§ Passage to read
/---
RE: Fractal communities: Was: Rich semantics and expressiveness from Glendinning, Ian on 2007-03-05 (semantic-web@w3.org from March 2007)

From: Glendinning, Ian <Ian.Glendinning@intergraph.com>
Date: Mon, 5 Mar 2007 09:25:57 -0600
To: "Hans Teijgeler" <hans.teijgeler@quicknet.nl>, "Tim Berners-Lee" <timbl@w3.org>
Cc: "SW-forum" <semantic-web@w3.org>, "West, Matthew" <matthew.west@shell.com>
Message-ID: <45765D73CA48A247897BB33D7667A71301CB5368@US-MAIL.ingrnet.com>
Hans, Tim, Matthew, et al,

As a long term active member of the ISO-15926 community, I also support
a "Fractal View" (though I've not closely followed the most recent W3C
developments in this area). The two views are not exclusive.

The key word is "view".

The only effective "global ontology" will simply be the superset of all
the other overlapping "fractal" ontologies.

One aspect in the ISO-15926 space that I have supported most strongly is
our "Templates" work, and most important that our schema fragment
templates form part of an extensible virtual library. There, a key
feature is the possibility that whilst we are pulling together an
information set "for a purpose" (a view, for a given business domain)
the schema fragments of the component parts need not all form part of
the same super-schema or the one global ontology. (The "assembly" model
for that view may be nested hierarchically, but the component parts may
simply be part of many overlapping ontologies.)

So long as the schema (and identity) of each fragment is known (or
sufficiently known for the purpose, not all schemas are created equal)
\---
§ Your task
In the forum message above, what does the writer say the only effective "global ontology" will be?

§ Material provided
/---
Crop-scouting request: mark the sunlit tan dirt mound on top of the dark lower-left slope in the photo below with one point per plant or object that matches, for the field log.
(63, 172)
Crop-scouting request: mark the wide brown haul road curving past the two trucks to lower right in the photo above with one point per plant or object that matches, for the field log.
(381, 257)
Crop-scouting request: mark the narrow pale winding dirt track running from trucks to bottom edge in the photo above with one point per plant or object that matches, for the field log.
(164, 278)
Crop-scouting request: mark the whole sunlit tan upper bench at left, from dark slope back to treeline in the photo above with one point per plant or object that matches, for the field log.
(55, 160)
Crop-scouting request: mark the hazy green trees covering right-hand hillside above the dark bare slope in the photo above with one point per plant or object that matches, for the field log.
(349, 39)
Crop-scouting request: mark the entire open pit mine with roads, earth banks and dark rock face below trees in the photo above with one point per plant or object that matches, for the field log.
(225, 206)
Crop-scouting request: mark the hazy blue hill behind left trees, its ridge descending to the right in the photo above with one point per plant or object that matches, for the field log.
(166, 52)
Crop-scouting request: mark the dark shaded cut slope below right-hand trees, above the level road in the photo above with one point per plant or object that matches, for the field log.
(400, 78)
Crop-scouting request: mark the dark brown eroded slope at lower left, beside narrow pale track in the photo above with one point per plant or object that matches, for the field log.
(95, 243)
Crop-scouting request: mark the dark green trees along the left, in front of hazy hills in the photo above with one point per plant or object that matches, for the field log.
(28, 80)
\---
/---
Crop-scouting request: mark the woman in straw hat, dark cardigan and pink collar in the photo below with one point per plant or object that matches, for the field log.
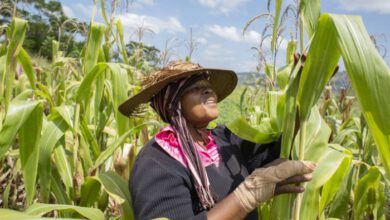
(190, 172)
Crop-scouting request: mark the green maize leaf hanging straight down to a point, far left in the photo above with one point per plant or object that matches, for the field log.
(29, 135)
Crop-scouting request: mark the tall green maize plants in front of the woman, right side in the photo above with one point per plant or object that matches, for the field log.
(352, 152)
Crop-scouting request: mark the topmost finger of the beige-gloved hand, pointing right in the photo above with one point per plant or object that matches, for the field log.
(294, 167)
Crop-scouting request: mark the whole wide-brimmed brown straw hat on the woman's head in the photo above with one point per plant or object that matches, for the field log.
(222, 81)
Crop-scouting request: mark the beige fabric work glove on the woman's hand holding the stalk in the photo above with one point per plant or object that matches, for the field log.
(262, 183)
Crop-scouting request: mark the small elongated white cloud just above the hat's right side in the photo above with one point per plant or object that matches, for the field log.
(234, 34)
\---
§ Answer section
The superset of all the other overlapping "fractal" ontologies.